# Where can I buy high quality LED lighting for planted tanks OTHER than Marineland?



## KhuliLoachFan (Mar 8, 2008)

I am really unhappy with the selection of LED lighting available in big box stores or in online order places around here. Both Big Als and MOPs carry Marineland LED lighting.

Apparently, there are other options, including TMC Aquaray and others. But I haven't seen them for sale anywhere in Canada, either in stores or online.

Warren

P.S. I'm not having much luck finding non-DIY (commercial) planted tanks with LED lighting discussions. Are people using Vertex? Aquaray? DIY only? Some other people are saying that it's too early, and that T5HO is still the way to go for plants.


----------



## Y2KGT (Jul 20, 2009)

J&L Aquatics out of BC sells the Aqua Ray LED Fixtures.
http://www.jlaquatics.com/info/418/Aqua+Ray+LED+Lighting+Fixtures.html
--
Paul


----------



## ameekplec. (May 1, 2008)

Check out any reef-related retail outfits. Almost all of them have multiple LED choices. Although all of them will be the wrong colour temp for planted tanks - they all run in the 10 - 22K range, where as over a planted tank you'll want a warmer colour.

Ever considered a DIY solution?


----------



## KhuliLoachFan (Mar 8, 2008)

> Record set
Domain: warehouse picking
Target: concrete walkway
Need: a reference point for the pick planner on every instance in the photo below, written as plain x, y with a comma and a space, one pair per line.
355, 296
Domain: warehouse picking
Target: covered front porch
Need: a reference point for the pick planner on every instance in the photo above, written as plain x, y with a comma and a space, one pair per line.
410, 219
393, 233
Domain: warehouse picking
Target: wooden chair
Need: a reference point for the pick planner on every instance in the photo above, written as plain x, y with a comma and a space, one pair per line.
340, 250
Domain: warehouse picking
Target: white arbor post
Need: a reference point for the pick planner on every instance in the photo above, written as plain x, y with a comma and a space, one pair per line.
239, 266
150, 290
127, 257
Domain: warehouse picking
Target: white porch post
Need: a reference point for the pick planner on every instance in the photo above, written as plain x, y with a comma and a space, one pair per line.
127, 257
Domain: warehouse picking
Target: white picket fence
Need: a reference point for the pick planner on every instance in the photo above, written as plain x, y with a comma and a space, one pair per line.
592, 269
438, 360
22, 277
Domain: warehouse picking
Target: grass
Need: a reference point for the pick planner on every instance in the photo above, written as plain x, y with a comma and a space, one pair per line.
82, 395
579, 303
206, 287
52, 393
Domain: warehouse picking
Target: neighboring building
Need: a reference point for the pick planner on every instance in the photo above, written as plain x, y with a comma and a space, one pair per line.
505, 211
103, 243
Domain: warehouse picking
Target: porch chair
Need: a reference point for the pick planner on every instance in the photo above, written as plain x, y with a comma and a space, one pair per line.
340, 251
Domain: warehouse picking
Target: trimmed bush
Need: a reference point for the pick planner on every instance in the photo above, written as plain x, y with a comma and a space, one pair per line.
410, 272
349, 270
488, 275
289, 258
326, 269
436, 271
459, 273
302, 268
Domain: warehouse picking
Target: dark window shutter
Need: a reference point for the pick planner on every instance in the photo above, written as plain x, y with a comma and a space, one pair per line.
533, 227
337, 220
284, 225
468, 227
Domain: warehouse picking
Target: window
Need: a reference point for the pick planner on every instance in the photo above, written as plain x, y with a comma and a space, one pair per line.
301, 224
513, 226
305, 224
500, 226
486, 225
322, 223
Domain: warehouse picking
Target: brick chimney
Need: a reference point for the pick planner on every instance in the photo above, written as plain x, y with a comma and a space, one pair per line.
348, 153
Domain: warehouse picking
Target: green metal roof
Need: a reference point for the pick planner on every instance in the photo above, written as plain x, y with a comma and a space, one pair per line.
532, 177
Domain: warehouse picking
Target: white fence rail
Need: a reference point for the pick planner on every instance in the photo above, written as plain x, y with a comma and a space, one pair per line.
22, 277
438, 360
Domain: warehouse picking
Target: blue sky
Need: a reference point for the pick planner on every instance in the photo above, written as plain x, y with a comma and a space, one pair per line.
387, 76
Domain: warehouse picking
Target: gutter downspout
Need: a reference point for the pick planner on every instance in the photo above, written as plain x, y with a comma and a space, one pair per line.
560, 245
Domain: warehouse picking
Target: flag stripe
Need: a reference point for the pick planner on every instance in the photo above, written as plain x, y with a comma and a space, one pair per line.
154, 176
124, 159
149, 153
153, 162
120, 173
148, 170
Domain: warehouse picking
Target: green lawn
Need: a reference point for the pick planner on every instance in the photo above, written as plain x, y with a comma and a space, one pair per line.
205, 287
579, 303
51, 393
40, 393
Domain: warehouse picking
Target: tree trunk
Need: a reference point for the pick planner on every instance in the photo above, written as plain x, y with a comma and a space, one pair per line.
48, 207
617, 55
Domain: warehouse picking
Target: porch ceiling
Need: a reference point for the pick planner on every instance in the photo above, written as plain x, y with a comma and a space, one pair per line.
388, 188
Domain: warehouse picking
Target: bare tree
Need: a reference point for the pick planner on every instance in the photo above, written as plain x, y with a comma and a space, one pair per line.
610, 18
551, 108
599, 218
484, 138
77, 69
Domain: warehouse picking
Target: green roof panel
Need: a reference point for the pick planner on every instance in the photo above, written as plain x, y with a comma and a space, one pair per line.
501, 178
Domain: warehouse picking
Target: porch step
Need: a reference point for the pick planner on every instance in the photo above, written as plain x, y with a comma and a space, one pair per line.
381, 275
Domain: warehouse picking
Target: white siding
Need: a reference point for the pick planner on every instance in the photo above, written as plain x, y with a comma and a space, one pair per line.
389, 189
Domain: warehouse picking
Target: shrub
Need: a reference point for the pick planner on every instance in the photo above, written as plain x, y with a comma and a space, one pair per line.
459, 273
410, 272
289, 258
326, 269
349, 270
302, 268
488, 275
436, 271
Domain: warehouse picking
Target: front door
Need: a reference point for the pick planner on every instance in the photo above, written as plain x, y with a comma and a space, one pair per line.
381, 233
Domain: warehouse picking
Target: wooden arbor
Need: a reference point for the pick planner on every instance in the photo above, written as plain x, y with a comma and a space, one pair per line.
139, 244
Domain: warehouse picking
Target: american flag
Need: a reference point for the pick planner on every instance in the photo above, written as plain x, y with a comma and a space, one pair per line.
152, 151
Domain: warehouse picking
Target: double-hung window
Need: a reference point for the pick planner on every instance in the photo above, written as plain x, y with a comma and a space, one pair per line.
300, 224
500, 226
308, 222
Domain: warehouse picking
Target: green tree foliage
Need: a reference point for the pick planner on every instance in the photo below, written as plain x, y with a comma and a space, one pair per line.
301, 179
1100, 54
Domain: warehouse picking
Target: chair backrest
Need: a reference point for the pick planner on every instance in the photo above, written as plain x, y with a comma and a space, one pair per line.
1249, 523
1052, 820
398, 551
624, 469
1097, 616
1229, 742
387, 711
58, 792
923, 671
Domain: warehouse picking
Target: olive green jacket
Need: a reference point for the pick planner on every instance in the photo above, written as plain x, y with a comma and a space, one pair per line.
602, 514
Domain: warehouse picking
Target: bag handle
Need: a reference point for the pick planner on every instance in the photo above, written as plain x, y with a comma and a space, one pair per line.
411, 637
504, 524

> Task instructions
1: In the thread on LED lighting for planted tanks, which seller out of BC carries the Aqua Ray LED fixtures?
2: Write out the part of the LED lighting thread between "I am really" and "(Jul 20, 2009)", inclusive.
3: How would the thread on LED lighting for planted tanks go on from its last line? Extend it from there.

> Answer set
1: J&L Aquatics

2:
I am really unhappy with the selection of LED lighting available in big box stores or in online order places around here. Both Big Als and MOPs carry Marineland LED lighting.

Apparently, there are other options, including TMC Aquaray and others. But I haven't seen them for sale anywhere in Canada, either in stores or online.

Warren

P.S. I'm not having much luck finding non-DIY (commercial) planted tanks with LED lighting discussions. Are people using Vertex? Aquaray? DIY only? Some other people are saying that it's too early, and that T5HO is still the way to go for plants.


----------



## Y2KGT (Jul 20, 2009)

3:
That's basically it. For a planted tank, DIY seems the way to go. Or the marineland units, which are basically still a very cold white light, not correct for planted tanks, and not a high-PAR led unit like the reef ones. All the aquaray ones are reef units.

W


----------



## Y2KGT (Jul 20, 2009)

KhuliLoachFan said:


> All the aquaray ones are reef units.
> 
> W


Not true. The GroBeam are for Planted tanks.

The GroBeam 1000 uses 6500K natural daylight Compact PowerLEDs emitting over 800 lumens making it especially suitable for planted aquariums and for enhancing the colours of your tropical fish.

Perfect for planted tanks, tropical aquariums and specialist indoor plants.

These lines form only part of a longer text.